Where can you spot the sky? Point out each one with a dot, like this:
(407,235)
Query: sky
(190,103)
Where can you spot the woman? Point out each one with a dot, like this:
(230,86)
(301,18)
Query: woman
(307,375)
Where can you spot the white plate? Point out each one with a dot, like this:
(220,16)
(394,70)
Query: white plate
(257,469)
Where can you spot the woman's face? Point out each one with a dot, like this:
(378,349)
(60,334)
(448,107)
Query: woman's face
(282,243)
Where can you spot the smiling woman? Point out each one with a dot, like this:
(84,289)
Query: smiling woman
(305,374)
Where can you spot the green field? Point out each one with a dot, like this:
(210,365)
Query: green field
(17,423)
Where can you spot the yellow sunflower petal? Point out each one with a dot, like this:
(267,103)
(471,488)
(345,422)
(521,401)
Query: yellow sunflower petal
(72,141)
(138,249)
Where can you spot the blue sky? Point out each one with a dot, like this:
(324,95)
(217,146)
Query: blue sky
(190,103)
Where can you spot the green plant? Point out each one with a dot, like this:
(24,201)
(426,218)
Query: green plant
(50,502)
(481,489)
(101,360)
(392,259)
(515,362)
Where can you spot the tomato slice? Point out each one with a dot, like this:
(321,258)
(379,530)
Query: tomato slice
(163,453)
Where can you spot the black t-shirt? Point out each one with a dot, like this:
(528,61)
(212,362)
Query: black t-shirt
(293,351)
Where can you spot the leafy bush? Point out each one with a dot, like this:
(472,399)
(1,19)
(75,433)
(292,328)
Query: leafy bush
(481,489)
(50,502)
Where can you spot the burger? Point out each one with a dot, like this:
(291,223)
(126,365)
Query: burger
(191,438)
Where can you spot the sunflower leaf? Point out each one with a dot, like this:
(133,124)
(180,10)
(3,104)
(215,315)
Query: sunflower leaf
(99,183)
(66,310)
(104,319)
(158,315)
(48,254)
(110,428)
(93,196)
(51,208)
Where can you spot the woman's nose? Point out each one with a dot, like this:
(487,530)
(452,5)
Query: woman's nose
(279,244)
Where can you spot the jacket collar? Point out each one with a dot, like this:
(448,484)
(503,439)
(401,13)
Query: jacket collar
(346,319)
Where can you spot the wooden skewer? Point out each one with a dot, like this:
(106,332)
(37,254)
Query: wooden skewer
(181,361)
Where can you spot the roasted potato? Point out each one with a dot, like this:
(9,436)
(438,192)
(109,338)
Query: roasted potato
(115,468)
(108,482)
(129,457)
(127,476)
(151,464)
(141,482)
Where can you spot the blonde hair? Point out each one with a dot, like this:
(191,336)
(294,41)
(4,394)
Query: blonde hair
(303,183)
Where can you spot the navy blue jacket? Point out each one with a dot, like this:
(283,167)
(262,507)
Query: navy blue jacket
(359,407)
···
### [Task requirements]
Which lines run from the one with "Where can you spot the sunflower" through the end of the listing above? Restate them word for word, with nothing else.

### [Task result]
Where can you spot the sunflower leaf? Point out each one with a dot, like this:
(133,124)
(180,10)
(3,104)
(215,315)
Query: sunflower leaf
(99,183)
(66,310)
(104,319)
(158,315)
(48,254)
(110,428)
(93,196)
(51,208)
Where can you spot the woman's nose? Point out each one with a dot, like this:
(487,530)
(452,5)
Query: woman's nose
(279,244)
Where can you spot the jacket collar? Point out each one with a dot, like this:
(448,484)
(503,439)
(401,13)
Query: jacket collar
(346,319)
Where can you spot the wooden skewer? Point out each one with a dot, like this:
(106,332)
(37,254)
Query: wooden skewer
(181,361)
Where can you spot the roasted potato? Point out each one with a dot, like this:
(9,436)
(438,192)
(109,338)
Query: roasted potato
(115,468)
(108,482)
(129,457)
(127,476)
(151,464)
(141,482)
Where can you spot the blonde hair? Point out each one with a dot, like this:
(191,336)
(294,41)
(4,394)
Query: blonde hair
(303,183)
Where can you spot the navy blue jacket? Point out each one with a dot, like this:
(283,167)
(262,507)
Query: navy blue jacket
(359,407)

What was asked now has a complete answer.